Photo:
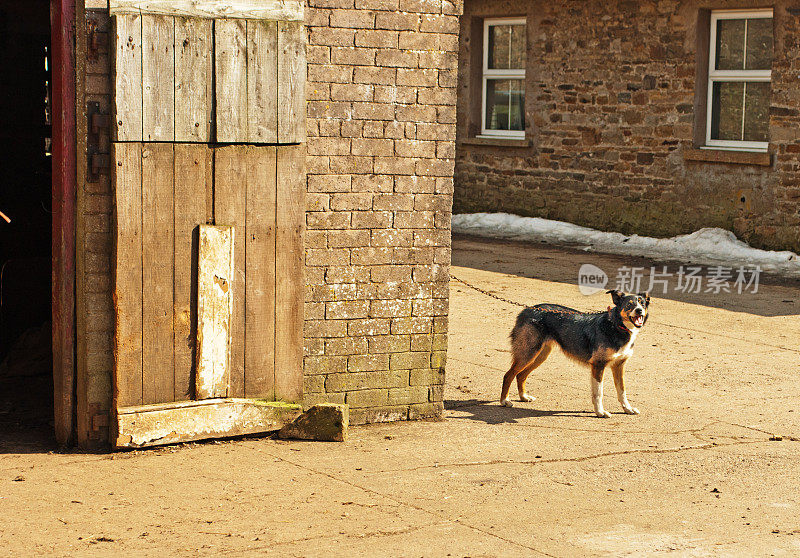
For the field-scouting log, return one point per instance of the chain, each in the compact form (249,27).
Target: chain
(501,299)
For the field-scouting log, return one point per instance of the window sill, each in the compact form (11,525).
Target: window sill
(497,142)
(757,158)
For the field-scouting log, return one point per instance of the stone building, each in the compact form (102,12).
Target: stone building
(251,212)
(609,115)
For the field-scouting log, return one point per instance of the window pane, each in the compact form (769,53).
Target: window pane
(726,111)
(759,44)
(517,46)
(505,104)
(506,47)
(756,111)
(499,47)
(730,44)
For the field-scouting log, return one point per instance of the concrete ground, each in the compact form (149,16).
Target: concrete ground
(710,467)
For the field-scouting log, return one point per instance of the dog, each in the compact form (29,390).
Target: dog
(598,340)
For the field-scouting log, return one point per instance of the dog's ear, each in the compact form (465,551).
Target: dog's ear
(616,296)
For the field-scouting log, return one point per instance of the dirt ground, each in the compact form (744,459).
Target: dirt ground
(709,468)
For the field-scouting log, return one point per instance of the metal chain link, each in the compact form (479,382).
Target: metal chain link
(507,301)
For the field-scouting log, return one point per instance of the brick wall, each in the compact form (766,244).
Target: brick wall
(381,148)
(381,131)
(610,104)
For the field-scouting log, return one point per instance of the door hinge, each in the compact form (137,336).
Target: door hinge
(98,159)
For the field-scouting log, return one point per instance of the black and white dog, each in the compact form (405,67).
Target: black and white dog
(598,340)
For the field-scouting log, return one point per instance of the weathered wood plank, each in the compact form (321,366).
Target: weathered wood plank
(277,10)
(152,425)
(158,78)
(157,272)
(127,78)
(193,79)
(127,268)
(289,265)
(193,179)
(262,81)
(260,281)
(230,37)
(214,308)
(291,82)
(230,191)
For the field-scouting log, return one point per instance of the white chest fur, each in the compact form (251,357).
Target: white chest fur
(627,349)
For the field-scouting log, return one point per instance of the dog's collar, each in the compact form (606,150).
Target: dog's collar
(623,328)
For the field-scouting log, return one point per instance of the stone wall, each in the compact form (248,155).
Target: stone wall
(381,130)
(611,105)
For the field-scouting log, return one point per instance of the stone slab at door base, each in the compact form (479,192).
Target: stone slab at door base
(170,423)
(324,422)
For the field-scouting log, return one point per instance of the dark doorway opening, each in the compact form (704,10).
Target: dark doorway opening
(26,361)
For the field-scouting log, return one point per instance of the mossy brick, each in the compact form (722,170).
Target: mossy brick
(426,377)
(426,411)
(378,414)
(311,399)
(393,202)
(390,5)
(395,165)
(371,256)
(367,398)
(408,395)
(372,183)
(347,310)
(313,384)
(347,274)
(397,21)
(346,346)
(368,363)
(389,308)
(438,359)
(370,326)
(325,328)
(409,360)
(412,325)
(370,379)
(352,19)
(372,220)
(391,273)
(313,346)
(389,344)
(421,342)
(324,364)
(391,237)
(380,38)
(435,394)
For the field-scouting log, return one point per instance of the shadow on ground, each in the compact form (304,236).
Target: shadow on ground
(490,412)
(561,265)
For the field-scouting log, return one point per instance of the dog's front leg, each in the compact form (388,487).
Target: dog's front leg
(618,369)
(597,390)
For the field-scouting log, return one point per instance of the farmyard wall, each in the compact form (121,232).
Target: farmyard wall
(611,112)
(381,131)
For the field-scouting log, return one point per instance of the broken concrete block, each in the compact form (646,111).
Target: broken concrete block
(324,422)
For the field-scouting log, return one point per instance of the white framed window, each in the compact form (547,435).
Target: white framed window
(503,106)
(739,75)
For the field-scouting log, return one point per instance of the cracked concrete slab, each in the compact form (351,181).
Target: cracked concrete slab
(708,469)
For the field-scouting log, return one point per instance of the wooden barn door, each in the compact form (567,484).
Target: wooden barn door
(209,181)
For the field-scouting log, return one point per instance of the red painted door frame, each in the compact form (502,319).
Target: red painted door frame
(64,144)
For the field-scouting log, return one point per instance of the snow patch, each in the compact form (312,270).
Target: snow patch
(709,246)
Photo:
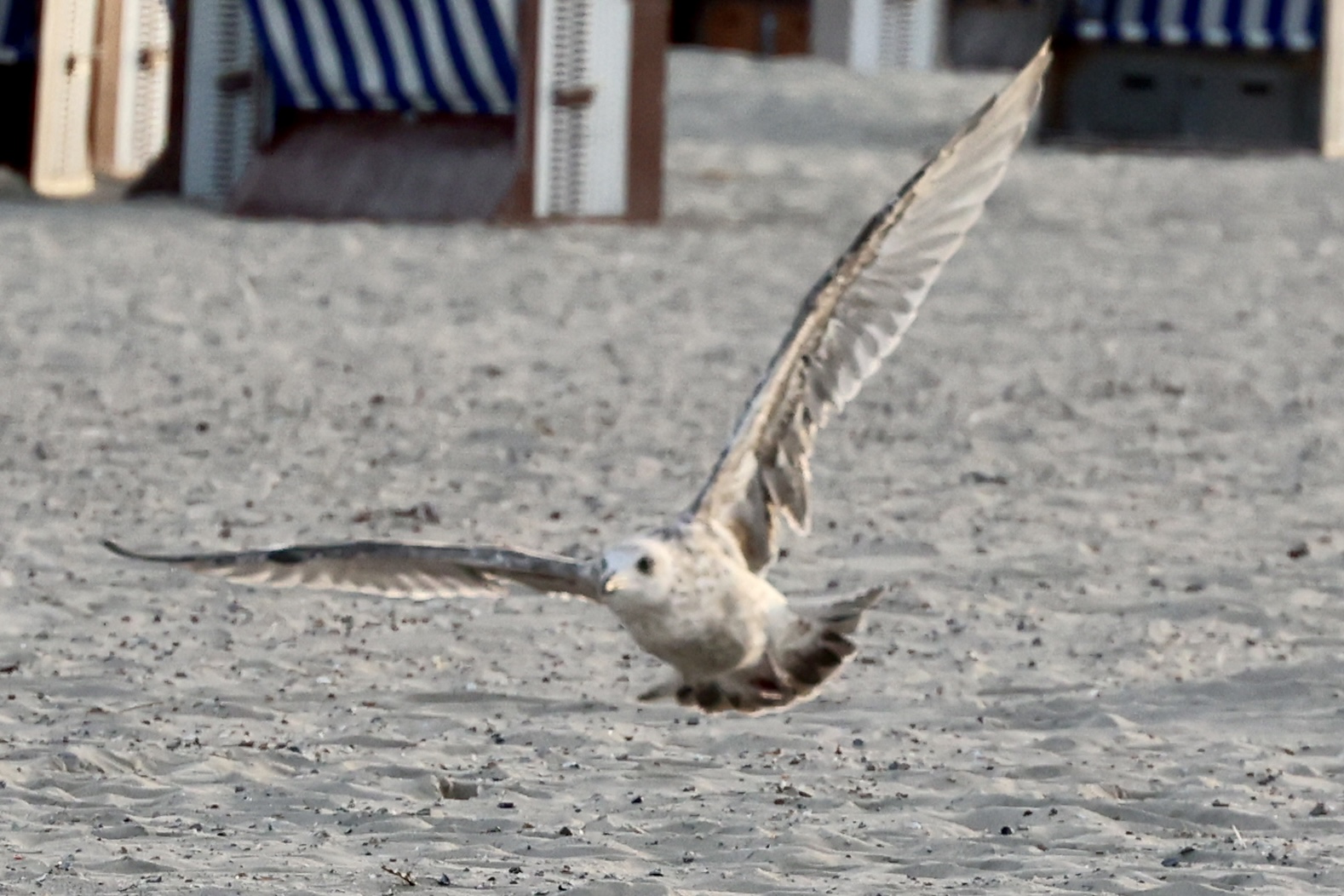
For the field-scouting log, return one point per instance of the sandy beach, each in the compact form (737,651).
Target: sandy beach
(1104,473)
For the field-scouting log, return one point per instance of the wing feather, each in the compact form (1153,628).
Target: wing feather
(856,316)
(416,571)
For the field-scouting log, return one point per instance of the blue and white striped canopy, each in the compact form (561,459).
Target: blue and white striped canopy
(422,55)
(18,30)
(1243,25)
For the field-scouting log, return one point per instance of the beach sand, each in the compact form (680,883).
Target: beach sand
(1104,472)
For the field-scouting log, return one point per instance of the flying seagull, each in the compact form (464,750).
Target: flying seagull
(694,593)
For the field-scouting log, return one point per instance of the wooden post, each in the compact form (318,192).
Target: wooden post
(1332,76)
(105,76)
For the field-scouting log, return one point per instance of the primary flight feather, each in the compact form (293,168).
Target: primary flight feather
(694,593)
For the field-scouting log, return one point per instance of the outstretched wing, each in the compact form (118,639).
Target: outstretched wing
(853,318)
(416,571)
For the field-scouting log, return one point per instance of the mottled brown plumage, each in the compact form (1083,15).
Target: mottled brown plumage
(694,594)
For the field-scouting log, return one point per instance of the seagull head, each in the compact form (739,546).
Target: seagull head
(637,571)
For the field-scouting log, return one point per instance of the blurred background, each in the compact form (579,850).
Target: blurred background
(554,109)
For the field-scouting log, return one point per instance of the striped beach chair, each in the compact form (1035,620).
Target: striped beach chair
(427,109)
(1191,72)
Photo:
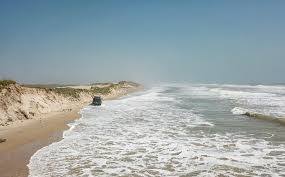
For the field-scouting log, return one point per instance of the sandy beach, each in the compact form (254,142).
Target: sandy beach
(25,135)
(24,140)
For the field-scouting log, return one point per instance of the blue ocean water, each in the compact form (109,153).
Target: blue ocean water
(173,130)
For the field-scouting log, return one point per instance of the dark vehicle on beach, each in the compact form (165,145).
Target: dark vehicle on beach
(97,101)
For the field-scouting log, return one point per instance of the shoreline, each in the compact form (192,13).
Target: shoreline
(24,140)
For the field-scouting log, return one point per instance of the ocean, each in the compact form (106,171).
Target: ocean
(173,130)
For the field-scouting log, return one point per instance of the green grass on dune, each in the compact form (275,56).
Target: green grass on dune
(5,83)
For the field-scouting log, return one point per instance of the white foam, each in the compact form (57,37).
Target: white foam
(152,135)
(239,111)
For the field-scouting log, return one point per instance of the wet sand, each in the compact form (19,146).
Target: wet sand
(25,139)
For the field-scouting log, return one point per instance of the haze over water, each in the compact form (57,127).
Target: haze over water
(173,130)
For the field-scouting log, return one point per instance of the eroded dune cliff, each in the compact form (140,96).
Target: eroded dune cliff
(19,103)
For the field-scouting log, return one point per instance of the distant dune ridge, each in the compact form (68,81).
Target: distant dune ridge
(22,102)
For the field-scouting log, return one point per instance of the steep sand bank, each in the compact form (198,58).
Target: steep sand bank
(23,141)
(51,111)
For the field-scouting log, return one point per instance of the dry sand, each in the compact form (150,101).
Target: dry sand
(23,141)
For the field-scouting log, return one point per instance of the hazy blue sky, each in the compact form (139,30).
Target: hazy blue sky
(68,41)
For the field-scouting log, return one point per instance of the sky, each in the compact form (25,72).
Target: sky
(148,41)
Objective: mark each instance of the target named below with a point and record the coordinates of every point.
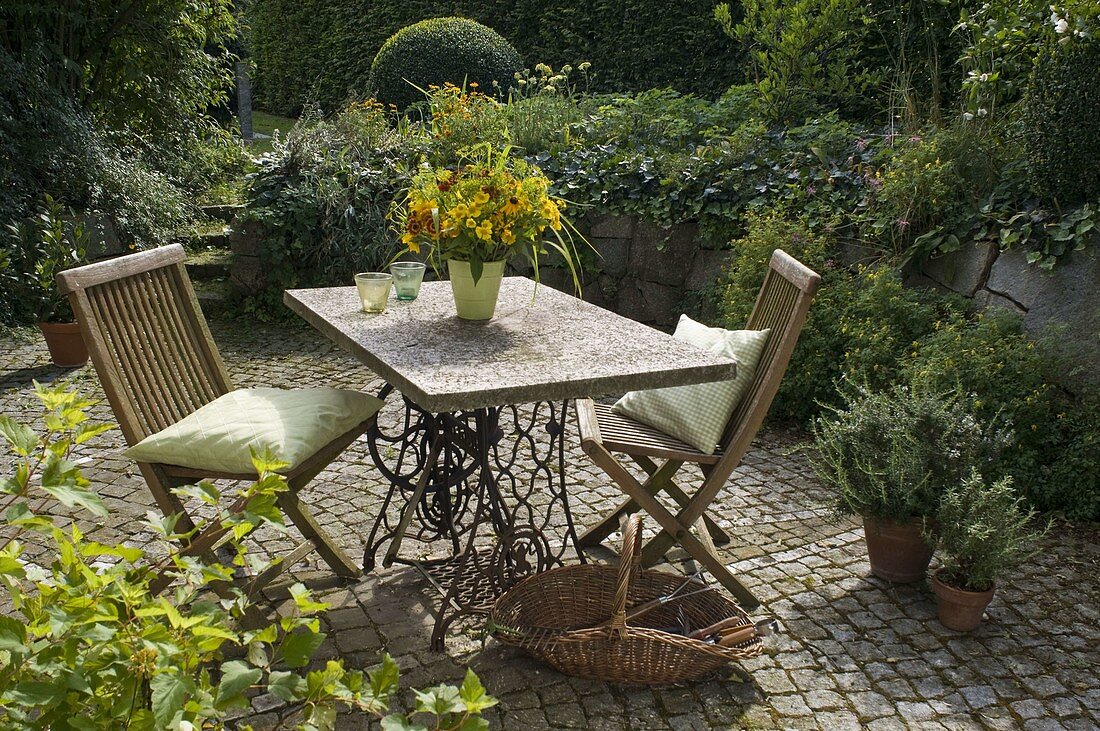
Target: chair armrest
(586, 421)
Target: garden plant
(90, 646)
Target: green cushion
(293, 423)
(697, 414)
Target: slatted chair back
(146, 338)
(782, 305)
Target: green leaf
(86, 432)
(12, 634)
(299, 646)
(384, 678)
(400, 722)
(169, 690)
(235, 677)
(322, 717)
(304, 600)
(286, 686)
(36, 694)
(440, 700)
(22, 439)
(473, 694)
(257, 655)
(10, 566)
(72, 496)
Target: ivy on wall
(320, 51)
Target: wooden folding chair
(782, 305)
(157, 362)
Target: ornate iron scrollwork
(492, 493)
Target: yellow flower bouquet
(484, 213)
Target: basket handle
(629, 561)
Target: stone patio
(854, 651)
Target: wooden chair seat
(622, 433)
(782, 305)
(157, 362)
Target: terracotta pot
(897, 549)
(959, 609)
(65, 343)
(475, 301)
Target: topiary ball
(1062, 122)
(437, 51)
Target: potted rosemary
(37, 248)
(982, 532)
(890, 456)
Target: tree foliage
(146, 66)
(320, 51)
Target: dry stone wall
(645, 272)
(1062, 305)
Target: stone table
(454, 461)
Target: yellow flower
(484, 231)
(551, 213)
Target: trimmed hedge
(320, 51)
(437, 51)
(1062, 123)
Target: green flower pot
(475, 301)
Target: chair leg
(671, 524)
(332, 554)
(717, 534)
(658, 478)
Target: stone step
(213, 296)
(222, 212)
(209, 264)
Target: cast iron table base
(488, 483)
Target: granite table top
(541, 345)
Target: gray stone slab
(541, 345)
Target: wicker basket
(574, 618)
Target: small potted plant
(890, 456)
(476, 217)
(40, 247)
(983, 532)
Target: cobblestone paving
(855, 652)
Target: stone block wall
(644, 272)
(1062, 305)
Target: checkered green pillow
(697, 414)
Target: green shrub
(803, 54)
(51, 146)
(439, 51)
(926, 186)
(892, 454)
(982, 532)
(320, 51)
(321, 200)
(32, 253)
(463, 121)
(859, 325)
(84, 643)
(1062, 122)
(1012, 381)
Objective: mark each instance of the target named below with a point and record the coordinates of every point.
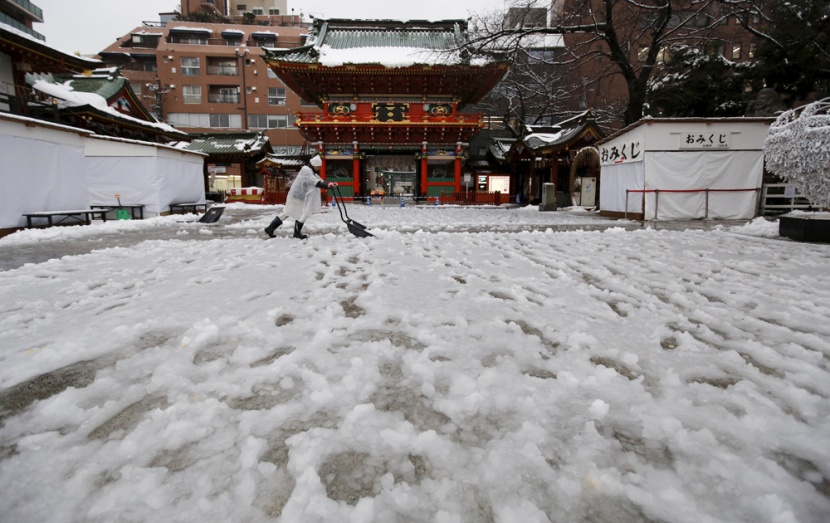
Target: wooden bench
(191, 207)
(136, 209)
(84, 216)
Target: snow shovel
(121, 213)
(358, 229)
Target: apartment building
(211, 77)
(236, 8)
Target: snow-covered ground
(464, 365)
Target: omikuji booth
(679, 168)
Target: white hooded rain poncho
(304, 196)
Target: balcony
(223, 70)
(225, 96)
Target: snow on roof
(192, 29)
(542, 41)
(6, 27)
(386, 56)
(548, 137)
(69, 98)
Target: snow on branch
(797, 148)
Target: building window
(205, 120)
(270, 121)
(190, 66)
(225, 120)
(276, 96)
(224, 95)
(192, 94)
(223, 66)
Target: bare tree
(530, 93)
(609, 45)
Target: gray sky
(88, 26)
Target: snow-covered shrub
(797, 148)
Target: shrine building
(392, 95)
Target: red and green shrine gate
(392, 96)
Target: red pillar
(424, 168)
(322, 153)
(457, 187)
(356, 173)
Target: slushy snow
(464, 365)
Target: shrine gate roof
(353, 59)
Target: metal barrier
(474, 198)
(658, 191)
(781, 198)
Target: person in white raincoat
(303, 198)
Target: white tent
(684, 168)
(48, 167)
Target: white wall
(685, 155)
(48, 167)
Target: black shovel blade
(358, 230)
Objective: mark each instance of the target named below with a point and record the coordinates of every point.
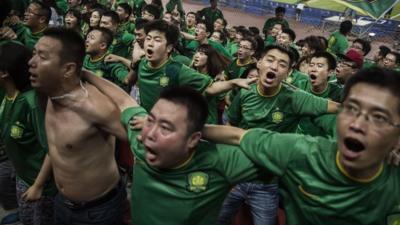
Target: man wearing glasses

Task details: Copy exactly the lines from the one containing "Target: red pillar" to the end of the records, both included, and leave the pictures out.

Exercise response:
Target: red pillar
(424, 168)
(322, 153)
(457, 187)
(356, 173)
Target: slushy snow
(464, 365)
Target: shrine gate roof
(353, 59)
Target: metal barrier
(474, 198)
(658, 191)
(781, 198)
Target: person in white raincoat
(303, 198)
Target: white tent
(684, 168)
(48, 167)
Target: white wall
(685, 155)
(48, 167)
Target: black shovel blade
(358, 230)
Objective: mark each instance of the target named below with a point and record the coordinates of every point.
Target: man wearing glasses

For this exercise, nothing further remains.